What is required
Can you rewrite the entries from the start through the line containing "[[111, 285], [123, 287]]", replacing "Target" with "Object" and keeping everything else the same? Leave the pictures out of your answer.

Data records:
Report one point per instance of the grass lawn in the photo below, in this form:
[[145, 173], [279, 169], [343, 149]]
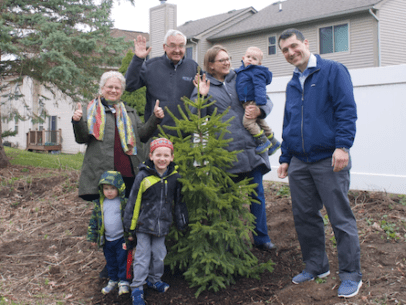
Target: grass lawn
[[57, 161]]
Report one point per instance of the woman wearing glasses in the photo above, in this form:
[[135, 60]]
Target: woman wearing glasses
[[219, 82]]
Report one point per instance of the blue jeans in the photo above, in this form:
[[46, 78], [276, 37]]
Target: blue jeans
[[258, 210], [116, 258]]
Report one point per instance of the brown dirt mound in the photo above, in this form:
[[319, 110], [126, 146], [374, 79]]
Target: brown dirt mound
[[45, 259]]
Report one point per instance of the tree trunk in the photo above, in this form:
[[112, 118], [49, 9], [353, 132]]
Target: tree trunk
[[3, 158]]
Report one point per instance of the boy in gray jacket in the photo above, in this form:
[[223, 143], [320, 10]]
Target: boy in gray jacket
[[106, 230], [148, 216]]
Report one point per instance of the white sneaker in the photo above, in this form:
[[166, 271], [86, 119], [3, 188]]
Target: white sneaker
[[111, 285], [123, 287]]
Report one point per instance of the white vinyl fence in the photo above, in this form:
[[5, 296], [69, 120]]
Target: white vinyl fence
[[379, 151]]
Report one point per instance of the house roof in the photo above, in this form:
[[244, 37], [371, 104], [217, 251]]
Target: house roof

Answer in full
Report one point per instance of the grass lawn in the photo below, in this form:
[[145, 173], [279, 169], [343, 149]]
Object: grass lawn
[[57, 161]]
Report one point per instance of the woman wearing glasses in the photo above, in this form:
[[135, 60]]
Object: woman wearing glasses
[[219, 82]]
Report one point per instance of the blue jeans in the photo above, in this form:
[[46, 78], [276, 37]]
Object: blue jeans
[[258, 210], [116, 258]]
Report one point per instance of the brown dirt mound in the photo above, in this form:
[[319, 110], [126, 146], [374, 79]]
Object: brown dirt mound
[[45, 259]]
Report one point per instance of the tree trunk in the photo above, in this form:
[[112, 118], [49, 9], [353, 132]]
Object: tree trunk
[[3, 158]]
Report one point per instance of the boy in gray jacket in the photo above, in this form:
[[223, 143], [320, 10]]
Object: boy in gray jacket
[[106, 230], [148, 216]]
Report one point per instance of the white sneaker in the photo above, in this form:
[[166, 271], [86, 119], [3, 188]]
Object: white sneaker
[[111, 285], [123, 287]]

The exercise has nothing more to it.